## Stated exercise
Copy the lines starting at the beginning of the entries and ending at the line that contains "[[[305,565],[305,649],[505,644],[504,566]]]", with both ends included. Leave the pictures out of your copy.

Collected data

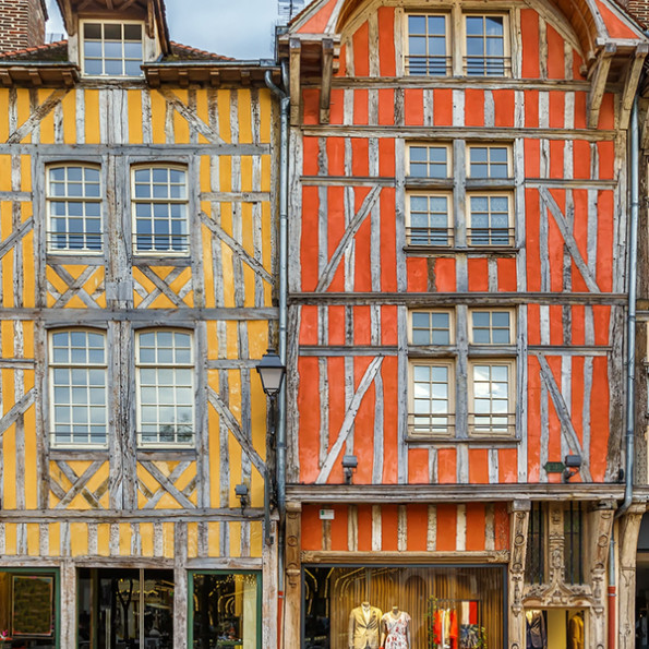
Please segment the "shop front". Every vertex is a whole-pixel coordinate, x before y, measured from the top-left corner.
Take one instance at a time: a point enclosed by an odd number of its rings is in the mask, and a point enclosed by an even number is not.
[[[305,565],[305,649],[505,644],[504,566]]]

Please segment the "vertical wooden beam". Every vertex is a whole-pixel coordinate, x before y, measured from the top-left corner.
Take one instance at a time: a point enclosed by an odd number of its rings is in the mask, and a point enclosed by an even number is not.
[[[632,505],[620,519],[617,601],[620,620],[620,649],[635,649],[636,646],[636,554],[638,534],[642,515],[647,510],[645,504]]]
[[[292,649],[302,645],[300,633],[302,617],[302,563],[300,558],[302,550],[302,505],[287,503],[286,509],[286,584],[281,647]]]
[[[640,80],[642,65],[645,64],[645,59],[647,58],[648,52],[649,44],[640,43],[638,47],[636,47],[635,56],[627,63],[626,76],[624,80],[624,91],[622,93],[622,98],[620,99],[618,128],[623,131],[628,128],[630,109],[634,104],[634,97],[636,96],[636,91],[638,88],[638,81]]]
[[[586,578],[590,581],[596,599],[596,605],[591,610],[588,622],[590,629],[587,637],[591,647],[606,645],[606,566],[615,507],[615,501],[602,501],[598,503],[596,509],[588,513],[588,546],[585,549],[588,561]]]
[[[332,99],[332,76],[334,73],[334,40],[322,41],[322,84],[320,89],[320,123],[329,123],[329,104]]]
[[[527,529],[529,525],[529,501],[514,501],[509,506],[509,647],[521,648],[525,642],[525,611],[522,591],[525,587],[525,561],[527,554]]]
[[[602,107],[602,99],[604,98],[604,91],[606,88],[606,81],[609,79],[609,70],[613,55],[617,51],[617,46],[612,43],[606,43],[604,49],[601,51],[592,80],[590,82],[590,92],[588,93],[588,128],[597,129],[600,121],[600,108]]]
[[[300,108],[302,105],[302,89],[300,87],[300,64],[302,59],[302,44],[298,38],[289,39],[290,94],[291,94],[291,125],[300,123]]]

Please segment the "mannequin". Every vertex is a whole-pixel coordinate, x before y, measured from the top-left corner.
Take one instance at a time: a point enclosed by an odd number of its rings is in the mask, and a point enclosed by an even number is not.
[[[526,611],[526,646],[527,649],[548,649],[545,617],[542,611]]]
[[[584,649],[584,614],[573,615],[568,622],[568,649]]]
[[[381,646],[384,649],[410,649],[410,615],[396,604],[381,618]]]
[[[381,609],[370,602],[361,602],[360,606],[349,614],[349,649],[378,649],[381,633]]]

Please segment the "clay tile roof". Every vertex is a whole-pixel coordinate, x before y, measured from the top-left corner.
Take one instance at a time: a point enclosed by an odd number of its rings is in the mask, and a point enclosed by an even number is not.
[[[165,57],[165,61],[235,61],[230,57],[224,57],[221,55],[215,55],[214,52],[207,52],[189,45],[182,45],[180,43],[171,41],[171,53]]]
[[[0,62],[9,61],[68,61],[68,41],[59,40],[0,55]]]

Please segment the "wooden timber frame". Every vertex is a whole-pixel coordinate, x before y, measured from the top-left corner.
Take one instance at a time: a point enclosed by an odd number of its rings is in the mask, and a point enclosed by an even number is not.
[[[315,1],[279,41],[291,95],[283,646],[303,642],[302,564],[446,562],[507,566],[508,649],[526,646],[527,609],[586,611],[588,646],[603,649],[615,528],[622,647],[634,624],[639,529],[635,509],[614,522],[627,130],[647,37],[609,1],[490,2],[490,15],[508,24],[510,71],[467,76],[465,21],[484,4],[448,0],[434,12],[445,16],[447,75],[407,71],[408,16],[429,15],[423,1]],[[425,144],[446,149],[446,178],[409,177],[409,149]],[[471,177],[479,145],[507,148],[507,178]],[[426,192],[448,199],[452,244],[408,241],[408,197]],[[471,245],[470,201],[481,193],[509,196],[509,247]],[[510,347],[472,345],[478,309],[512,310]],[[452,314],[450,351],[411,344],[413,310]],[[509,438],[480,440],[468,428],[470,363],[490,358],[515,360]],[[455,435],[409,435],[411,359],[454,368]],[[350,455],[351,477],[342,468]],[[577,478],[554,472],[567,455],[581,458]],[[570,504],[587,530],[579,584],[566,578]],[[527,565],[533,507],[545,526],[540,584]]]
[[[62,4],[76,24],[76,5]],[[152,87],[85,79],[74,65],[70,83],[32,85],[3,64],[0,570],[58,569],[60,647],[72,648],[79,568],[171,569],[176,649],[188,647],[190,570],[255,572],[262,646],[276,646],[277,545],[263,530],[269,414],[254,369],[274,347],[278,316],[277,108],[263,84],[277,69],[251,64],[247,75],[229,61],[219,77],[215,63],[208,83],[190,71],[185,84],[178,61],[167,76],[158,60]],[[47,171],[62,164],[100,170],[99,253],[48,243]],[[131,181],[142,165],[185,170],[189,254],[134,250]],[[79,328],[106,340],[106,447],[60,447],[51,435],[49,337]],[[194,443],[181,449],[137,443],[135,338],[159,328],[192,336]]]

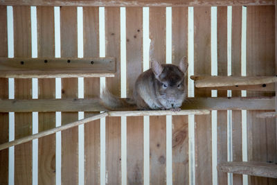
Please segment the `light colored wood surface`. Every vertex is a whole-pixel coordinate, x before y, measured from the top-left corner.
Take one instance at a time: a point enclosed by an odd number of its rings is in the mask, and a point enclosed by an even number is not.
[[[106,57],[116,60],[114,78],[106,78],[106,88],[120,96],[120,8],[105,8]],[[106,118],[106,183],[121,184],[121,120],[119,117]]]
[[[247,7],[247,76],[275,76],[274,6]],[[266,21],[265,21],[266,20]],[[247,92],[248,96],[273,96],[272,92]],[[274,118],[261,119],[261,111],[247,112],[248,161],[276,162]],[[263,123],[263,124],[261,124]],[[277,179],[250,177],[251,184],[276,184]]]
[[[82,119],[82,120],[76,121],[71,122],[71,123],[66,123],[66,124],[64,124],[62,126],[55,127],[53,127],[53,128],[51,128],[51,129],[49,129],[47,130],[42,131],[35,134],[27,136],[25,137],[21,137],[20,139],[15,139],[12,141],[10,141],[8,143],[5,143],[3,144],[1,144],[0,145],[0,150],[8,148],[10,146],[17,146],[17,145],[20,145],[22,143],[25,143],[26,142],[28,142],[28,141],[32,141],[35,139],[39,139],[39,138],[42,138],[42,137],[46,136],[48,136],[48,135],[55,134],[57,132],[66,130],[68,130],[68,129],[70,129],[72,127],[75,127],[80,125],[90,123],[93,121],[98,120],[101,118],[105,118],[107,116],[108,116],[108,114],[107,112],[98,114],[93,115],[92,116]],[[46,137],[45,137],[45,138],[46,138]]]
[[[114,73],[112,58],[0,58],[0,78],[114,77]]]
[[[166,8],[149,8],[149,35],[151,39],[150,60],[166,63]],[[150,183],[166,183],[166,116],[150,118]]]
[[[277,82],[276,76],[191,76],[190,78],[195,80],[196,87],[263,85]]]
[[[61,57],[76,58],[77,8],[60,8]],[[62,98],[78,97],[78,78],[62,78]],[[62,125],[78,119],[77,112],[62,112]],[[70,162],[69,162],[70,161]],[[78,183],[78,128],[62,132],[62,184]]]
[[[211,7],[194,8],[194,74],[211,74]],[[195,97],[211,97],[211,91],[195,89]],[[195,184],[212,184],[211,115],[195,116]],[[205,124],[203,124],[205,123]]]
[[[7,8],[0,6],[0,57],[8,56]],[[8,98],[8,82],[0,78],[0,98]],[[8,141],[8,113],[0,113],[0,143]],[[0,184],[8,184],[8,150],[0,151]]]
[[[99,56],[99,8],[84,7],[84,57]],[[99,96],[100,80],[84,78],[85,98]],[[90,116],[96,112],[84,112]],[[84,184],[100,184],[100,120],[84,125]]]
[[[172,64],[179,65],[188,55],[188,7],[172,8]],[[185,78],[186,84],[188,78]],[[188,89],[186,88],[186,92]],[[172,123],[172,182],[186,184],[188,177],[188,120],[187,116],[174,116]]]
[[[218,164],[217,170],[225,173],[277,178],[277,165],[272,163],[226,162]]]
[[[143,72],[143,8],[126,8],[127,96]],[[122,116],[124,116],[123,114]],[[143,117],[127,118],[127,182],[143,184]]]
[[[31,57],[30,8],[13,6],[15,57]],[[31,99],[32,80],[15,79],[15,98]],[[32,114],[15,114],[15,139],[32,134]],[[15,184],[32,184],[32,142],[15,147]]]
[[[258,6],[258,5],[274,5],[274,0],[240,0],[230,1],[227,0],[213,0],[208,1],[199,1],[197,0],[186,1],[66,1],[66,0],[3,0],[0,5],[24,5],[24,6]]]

## Solution to this task
Please segment the "shop front". Every vertex is a whole-pixel coordinate, x before y, measured from the top-left corner.
Take one instance at a time: a point enclosed by an odd number of its rings is in the mask, and a point enclosed by an even number is not.
[[[305,565],[305,649],[505,644],[504,566]]]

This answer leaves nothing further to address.